Requisitos de tareas
1 > Según el fragmento sobre la peste en Sevilla, ¿cuántos costaleros habían muerto en los días anteriores al Corpus?
2 > Reproduzca el pasaje del fragmento sobre la peste en Sevilla que comienza con "Bastante tenía el" y continúa hasta "de lo peor.", inclusive.
3 > Prosiga el fragmento sobre la peste en Sevilla a partir de su última oración.

Fragmento de página
§
El día 21 de ese mes se prohibió
la entrada en Madrid de sevillanos y de mercaderías procedentes de Sevilla.
Bastante tenía el Rey con perder su mercado como para que la pestilencia le
aviase también la Corte. Para el Corpus, el obispo hispalense echó toda la
carne en el asador: si el Altísimo no ayudaba a su hija predilecta en tan
señalado día, al puerto de Indias le había llegado la hora de pagar por su
soberbia. La procesión del Corpus hubo de hacerse en la Plaza de San Francisco
porque la del Salvador estaba llena de cadáveres. El paso era pequeño por falta
de costaleros: unos 160 habían muerto en el transcurso de los días anteriores.
Un auténtico drama, presagio de lo peor.
§
Datos proporcionados
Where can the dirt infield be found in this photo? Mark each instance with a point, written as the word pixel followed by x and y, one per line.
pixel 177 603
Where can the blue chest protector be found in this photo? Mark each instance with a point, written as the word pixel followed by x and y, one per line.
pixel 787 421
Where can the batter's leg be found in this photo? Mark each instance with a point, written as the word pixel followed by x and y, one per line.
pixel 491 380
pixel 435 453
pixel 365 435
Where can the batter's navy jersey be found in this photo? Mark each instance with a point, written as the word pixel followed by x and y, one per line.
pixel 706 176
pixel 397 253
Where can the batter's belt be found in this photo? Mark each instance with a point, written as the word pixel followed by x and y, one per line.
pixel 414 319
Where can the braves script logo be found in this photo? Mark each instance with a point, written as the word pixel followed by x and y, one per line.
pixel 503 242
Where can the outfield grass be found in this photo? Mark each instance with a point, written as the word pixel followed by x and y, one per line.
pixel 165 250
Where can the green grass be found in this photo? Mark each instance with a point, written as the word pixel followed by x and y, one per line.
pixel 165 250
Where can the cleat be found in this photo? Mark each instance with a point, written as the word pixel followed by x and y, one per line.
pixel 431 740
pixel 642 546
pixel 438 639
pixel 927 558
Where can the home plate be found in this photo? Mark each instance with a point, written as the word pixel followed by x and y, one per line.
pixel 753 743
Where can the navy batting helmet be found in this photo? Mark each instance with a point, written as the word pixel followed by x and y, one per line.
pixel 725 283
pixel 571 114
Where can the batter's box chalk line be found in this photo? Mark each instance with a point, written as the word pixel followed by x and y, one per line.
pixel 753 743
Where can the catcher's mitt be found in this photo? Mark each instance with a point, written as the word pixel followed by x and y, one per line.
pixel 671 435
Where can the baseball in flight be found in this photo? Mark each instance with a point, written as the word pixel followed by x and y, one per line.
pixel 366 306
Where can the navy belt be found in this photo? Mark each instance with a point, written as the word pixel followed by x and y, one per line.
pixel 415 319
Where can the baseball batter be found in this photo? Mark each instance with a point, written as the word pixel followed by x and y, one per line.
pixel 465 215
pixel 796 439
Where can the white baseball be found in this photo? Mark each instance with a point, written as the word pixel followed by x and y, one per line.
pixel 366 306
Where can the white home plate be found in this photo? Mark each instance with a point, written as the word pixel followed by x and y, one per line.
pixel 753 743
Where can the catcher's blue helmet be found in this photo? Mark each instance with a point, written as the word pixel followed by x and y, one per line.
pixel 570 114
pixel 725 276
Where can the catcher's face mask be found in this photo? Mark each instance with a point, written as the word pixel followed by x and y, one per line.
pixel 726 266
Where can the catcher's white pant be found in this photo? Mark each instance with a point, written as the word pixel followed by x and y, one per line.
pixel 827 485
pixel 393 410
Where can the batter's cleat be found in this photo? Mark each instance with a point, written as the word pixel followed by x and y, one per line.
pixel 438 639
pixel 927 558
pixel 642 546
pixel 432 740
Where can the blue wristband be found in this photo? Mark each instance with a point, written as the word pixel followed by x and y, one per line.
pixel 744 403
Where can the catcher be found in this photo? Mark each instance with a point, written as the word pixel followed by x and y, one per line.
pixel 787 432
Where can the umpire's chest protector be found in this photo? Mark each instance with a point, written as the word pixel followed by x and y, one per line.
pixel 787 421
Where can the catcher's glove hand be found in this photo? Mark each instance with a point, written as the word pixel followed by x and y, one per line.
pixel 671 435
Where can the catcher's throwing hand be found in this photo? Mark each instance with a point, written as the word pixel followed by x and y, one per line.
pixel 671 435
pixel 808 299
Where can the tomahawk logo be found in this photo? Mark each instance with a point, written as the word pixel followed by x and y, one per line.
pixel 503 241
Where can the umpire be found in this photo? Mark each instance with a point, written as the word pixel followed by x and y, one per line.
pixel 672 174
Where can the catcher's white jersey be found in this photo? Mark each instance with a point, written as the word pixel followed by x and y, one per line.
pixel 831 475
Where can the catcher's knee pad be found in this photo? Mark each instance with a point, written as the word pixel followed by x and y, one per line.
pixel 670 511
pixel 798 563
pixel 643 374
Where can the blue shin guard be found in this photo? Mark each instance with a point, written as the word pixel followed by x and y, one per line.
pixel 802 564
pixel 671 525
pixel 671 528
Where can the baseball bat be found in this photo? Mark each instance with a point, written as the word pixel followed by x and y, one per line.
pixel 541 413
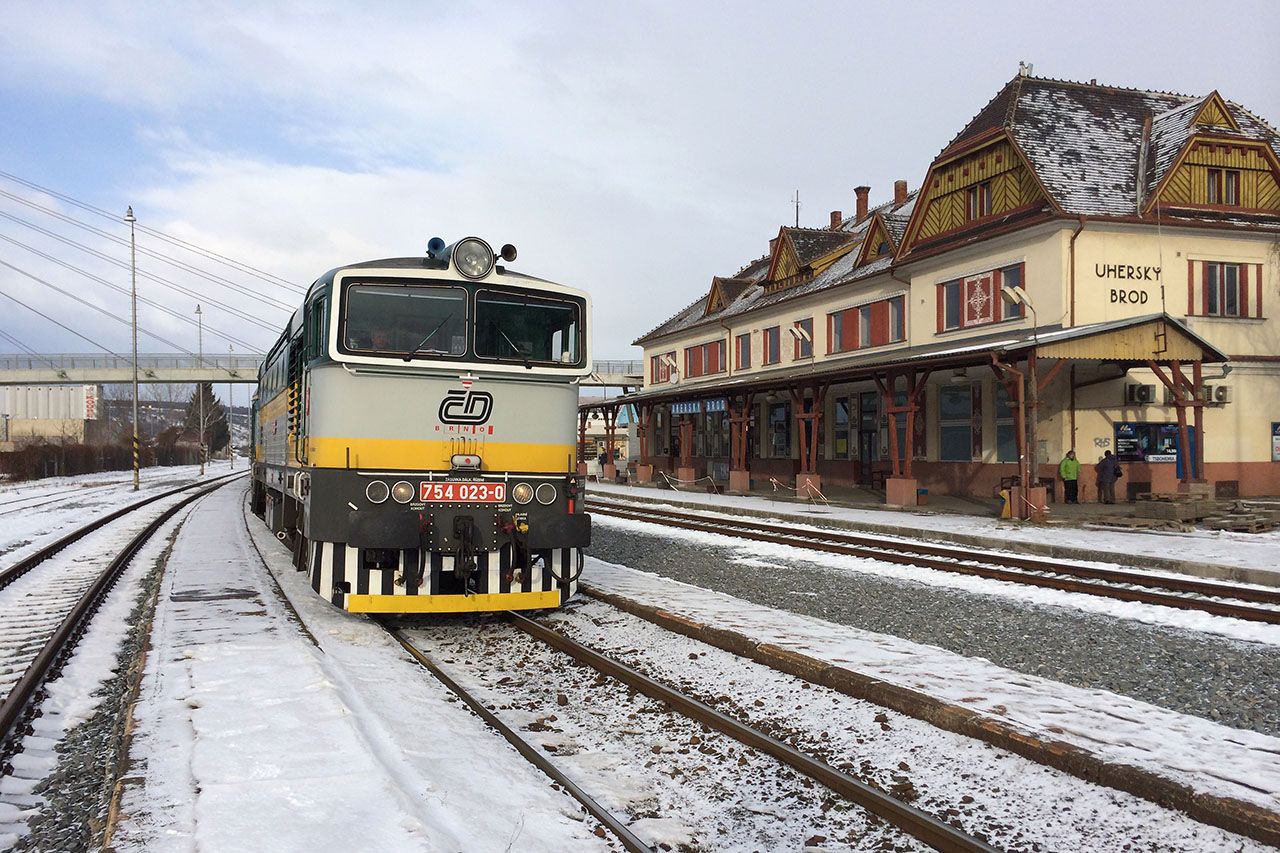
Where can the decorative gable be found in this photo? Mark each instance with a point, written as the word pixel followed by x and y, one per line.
pixel 878 242
pixel 784 261
pixel 799 254
pixel 1214 113
pixel 974 187
pixel 1216 173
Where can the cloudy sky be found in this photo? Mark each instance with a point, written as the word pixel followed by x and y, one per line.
pixel 634 150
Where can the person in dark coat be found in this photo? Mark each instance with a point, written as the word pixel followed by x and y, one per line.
pixel 1109 471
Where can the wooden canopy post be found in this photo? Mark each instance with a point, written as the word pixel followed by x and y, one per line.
pixel 739 425
pixel 886 388
pixel 808 423
pixel 900 488
pixel 1184 395
pixel 581 442
pixel 644 434
pixel 915 387
pixel 686 471
pixel 611 427
pixel 1028 498
pixel 1198 392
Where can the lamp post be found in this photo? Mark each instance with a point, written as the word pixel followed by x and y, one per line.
pixel 231 410
pixel 200 386
pixel 1018 296
pixel 133 302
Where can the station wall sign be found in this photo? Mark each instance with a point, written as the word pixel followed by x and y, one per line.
pixel 699 406
pixel 1125 277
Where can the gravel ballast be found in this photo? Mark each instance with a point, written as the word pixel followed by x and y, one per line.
pixel 1221 679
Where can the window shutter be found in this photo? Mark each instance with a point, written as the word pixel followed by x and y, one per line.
pixel 1191 288
pixel 976 418
pixel 880 323
pixel 1257 279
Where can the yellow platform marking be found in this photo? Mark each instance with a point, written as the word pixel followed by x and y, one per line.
pixel 451 603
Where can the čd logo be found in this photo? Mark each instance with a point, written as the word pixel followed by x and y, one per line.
pixel 467 407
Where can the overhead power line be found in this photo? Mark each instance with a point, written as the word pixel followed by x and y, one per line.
pixel 151 277
pixel 187 268
pixel 63 325
pixel 101 281
pixel 27 350
pixel 206 252
pixel 100 310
§
Resultados de tareas
1 > Unos 160.

2 >
Bastante tenía el Rey con perder su mercado como para que la pestilencia le
aviase también la Corte. Para el Corpus, el obispo hispalense echó toda la
carne en el asador: si el Altísimo no ayudaba a su hija predilecta en tan
señalado día, al puerto de Indias le había llegado la hora de pagar por su
soberbia. La procesión del Corpus hubo de hacerse en la Plaza de San Francisco
porque la del Salvador estaba llena de cadáveres. El paso era pequeño por falta
de costaleros: unos 160 habían muerto en el transcurso de los días anteriores.
Un auténtico drama, presagio de lo peor.

3 >
Se formó un Consejo
plenipotenciario, conformado por el presidente del Santo Oficio, el de la Casa
de Contratación, un miembro del Consejo de Castilla y un representante de la
nobleza. Acordaron habilitar un hospital de emergencia, que se dio en llamar
"el de la Sangre" (Hospital de las cinco llagas), para aislar a los
enfermos. Pronto se llenó hasta los topes, y no ya de enfermos, sino de muertos
que nadie quería desalojar. Para ese menester se presentaron en la ciudad
enterradores de alquiler, "gente perdularia que había venido a la golosina
del aprovechamiento" y que, por tan arriesgado oficio, se llevó
"muchos ducados".
El Consejo prohibió enterrar en
las iglesias y, dado que las pilas de cadáveres "infiçionaban el
ayre", ordenó que se excavasen fosas comunes en todo el perímetro
urbano.El panorama era desolador, propio del Infierno de Dante.
Estos enterramientos también se
habilitaron junto a hospitales como el de las Cinco Llagas (actual Parlamento
andaluz), donde se instalaron enfermerías provisionales para atender a los
apestados.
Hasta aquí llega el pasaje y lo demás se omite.